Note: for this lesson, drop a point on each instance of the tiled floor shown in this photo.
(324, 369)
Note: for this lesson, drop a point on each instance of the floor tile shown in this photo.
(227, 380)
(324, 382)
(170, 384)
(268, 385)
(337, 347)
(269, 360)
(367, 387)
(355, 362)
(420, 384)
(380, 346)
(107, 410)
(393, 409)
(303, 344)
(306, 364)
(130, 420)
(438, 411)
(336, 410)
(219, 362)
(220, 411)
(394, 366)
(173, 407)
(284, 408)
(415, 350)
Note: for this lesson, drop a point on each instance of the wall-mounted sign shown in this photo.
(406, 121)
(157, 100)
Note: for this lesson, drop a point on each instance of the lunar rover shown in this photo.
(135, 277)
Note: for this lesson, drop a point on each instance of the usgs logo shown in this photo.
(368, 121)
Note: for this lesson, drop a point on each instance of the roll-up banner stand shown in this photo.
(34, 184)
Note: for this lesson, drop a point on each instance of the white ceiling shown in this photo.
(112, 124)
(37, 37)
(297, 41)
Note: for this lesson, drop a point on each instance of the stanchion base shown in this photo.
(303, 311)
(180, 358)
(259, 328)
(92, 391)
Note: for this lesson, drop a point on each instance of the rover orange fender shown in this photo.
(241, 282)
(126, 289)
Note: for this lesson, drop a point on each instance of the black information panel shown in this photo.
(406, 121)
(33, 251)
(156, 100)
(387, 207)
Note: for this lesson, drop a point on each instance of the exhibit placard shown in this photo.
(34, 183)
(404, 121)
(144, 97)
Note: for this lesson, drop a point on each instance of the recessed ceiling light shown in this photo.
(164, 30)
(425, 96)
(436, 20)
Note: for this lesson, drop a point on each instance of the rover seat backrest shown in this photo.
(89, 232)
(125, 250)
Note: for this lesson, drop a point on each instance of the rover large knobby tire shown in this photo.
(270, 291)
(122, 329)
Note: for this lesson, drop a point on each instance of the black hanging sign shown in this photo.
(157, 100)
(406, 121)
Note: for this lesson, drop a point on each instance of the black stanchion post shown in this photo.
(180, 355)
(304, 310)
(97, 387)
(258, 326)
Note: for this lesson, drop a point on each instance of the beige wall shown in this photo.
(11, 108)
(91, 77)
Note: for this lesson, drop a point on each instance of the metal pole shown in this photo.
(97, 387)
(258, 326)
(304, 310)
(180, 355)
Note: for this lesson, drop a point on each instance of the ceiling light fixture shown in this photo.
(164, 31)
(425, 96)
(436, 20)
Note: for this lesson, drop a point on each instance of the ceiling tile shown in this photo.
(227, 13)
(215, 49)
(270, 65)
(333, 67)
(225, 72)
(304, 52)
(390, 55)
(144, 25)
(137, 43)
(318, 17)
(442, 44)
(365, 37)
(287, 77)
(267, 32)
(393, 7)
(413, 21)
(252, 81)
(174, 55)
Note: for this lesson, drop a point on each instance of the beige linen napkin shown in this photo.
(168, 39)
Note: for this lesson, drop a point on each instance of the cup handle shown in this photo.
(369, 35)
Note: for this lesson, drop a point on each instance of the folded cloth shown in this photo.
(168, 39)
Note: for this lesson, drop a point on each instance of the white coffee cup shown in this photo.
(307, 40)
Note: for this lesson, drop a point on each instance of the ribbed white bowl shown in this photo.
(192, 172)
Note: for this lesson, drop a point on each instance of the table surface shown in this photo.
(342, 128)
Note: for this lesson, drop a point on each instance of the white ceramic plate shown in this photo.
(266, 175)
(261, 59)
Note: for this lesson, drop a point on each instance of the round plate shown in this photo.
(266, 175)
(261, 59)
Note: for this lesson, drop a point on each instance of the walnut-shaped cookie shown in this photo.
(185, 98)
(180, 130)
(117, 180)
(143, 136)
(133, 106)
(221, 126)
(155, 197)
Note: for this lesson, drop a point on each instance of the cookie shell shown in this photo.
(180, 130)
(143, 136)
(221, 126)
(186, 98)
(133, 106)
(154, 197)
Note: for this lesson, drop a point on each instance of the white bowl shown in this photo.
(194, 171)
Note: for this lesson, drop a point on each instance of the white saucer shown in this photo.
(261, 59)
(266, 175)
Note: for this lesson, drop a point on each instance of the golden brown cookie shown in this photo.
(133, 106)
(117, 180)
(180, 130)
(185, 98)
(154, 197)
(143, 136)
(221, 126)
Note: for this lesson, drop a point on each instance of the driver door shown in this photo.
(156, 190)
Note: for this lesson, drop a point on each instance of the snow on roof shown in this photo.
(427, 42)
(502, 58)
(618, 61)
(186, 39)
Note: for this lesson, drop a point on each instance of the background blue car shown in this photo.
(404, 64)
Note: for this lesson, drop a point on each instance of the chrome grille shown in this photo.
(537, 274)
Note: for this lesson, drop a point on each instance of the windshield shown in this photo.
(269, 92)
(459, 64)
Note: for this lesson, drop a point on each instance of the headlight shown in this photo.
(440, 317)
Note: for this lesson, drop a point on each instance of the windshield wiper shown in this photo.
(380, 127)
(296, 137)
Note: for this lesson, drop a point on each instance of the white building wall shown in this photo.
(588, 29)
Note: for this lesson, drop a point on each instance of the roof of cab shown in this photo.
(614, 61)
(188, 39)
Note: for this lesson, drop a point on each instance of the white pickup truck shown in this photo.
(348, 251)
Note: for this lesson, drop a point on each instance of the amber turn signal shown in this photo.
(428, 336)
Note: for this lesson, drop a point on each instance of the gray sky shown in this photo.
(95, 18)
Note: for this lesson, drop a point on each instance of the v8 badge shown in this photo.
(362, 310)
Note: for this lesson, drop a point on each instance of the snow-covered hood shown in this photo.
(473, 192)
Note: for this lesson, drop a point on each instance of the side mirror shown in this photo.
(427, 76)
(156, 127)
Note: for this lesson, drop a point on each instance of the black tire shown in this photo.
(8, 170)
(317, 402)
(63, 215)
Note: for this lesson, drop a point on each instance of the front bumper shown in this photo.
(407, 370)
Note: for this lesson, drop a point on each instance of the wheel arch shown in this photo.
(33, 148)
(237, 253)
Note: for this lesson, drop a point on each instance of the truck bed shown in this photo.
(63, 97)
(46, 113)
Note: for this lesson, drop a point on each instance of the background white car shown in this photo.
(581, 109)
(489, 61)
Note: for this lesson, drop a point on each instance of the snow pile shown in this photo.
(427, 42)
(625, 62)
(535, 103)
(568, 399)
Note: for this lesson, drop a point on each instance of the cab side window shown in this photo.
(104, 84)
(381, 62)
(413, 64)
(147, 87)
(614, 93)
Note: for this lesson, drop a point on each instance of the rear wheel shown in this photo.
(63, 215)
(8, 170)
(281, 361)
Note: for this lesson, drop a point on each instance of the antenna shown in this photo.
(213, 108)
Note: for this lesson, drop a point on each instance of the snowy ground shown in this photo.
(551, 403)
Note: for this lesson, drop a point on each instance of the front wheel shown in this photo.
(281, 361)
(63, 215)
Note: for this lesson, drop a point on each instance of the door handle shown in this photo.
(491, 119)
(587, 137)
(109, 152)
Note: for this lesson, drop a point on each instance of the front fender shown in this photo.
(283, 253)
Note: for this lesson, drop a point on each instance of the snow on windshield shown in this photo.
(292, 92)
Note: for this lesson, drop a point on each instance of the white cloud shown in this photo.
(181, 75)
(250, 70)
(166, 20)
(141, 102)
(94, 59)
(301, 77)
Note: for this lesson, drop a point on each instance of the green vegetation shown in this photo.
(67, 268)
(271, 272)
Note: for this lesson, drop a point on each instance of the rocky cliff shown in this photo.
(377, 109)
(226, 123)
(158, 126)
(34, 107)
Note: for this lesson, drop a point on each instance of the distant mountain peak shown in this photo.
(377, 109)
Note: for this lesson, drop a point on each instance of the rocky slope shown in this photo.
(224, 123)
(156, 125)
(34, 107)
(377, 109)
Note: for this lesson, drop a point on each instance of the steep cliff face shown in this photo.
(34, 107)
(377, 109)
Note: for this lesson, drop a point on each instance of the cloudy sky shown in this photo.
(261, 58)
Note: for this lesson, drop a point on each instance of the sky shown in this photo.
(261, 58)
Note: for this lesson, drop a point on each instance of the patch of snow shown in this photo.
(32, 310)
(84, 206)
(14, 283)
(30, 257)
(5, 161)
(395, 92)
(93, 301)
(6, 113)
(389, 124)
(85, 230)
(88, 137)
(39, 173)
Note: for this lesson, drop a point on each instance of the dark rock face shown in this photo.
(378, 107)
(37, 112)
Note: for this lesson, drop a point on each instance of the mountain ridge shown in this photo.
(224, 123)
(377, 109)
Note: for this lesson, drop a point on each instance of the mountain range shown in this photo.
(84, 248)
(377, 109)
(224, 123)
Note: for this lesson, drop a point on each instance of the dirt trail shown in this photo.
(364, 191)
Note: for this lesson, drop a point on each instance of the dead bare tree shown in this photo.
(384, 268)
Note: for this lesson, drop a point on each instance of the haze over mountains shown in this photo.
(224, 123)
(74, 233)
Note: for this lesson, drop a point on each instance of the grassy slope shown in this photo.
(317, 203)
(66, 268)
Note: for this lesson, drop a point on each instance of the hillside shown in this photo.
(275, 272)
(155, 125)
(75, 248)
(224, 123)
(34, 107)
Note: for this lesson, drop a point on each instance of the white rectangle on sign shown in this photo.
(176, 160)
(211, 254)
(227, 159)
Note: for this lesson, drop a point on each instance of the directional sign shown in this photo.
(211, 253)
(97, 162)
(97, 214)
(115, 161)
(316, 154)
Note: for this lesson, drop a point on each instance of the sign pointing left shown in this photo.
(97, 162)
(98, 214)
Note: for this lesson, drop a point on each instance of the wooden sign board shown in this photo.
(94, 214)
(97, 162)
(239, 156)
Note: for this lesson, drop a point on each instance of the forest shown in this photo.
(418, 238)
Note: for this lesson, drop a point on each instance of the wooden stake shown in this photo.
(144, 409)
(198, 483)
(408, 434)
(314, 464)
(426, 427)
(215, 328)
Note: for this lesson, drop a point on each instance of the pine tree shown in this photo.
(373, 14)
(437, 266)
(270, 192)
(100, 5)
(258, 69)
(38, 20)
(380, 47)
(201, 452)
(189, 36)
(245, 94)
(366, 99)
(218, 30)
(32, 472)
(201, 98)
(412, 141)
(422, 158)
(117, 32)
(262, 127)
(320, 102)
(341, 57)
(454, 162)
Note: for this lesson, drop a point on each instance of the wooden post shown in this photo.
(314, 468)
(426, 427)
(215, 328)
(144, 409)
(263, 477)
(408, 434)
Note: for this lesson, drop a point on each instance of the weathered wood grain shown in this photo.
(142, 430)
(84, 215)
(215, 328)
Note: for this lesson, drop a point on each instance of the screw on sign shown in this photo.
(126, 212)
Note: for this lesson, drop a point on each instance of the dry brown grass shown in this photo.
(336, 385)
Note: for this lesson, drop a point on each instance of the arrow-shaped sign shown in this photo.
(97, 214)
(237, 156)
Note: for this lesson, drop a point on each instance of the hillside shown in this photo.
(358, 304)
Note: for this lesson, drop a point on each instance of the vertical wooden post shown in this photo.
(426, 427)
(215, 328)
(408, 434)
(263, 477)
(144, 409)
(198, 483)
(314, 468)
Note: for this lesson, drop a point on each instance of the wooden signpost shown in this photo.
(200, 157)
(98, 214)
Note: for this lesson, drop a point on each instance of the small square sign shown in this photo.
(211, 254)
================
* TASK STATEMENT *
Extract, exactly, the lines above that begin at the line containing "board shown in this photo." and end at the final line of the records; add no other text.

* TASK SOLUTION *
Note: for this lesson, drop a point on each instance of the wooden sign board shown in this photo.
(94, 214)
(97, 162)
(239, 156)
Note: for this lesson, drop a point on each instance of the forest shown in this photo.
(418, 238)
Note: for this lesson, drop a point on each instance of the wooden stake shown in this photo.
(144, 409)
(198, 483)
(408, 434)
(314, 464)
(426, 427)
(215, 328)
Note: for this lesson, drop a point on each instance of the pine tree shown in this photo.
(373, 14)
(437, 266)
(270, 192)
(100, 5)
(258, 69)
(38, 20)
(380, 47)
(201, 452)
(189, 36)
(245, 94)
(366, 99)
(218, 30)
(32, 472)
(201, 98)
(412, 141)
(422, 158)
(117, 32)
(262, 127)
(320, 102)
(341, 57)
(454, 162)
Note: for this lesson, drop a point on each instance of the wooden post shown in this photo.
(314, 468)
(426, 427)
(215, 328)
(144, 409)
(263, 477)
(408, 434)
Note: for this lesson, drop a point on each instance of the weathered wood grain shown in this photo.
(142, 430)
(84, 215)
(215, 328)
Note: for this lesson, drop a point on each instance of the screw on sign shown in this photo.
(126, 212)
Note: for this lesson, drop a point on each instance of the dry brown grass shown in this photo.
(336, 385)
Note: for this lesson, drop a point on each instance of the arrow-shaped sign shown in this photo.
(97, 214)
(237, 156)
Note: for this lesson, drop a point on each instance of the hillside shown in this photo.
(358, 304)
Note: for this lesson, drop a point on each instance of the vertical wooden post shown in this photo.
(426, 427)
(215, 328)
(408, 434)
(263, 477)
(144, 409)
(198, 483)
(314, 468)
Note: for this lesson, drop a point on each instance of the wooden signpost shown in this photo.
(200, 157)
(98, 214)
Note: for this lesson, drop a point on each instance of the small square sign shown in this photo.
(211, 254)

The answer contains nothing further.